▶ **INSTRUCTION**:
Output every line of the records below verbatim, omitting the pictures.

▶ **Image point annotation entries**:
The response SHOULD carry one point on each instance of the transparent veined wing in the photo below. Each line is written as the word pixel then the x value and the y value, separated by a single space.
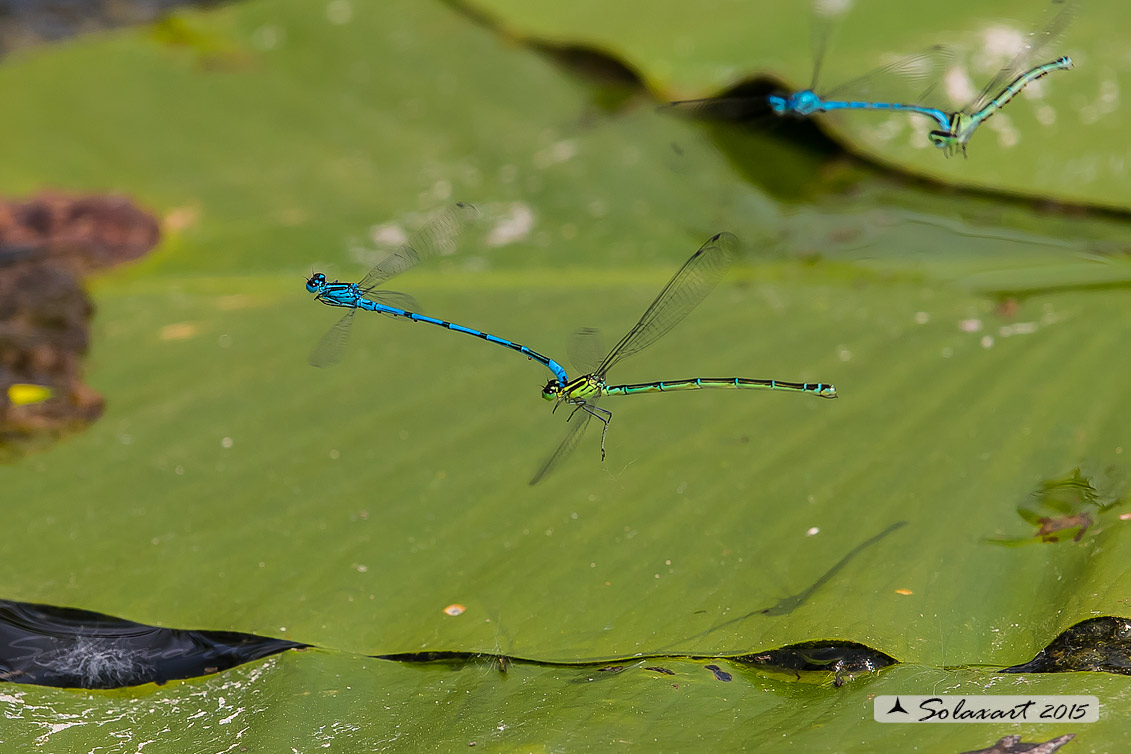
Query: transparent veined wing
pixel 438 236
pixel 685 291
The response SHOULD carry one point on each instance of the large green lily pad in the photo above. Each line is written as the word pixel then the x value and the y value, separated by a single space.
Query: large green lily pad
pixel 232 486
pixel 339 702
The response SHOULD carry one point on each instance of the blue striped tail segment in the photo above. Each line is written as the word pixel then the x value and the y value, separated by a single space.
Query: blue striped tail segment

▶ **EXERCISE OUTPUT**:
The response SHOULD carry one point on each instance of the transparent veined wing in the photo below. Each line is written as the word pixel then the x value and the y value, separated by a single space.
Query: transparent veined wing
pixel 438 236
pixel 685 291
The response SHOULD carry one point on each instance of the large green lily pad in the photo above. Each line is written as the word pixel then the x value and the y value, separated by a single space.
Query: large green lily pad
pixel 232 486
pixel 339 702
The response SHOULD carry one point on each instance of the blue striped tail segment in the photo above. Each line is written as the word pixel then the x value and the y value, separated by a single space.
Query: blue striped tail segment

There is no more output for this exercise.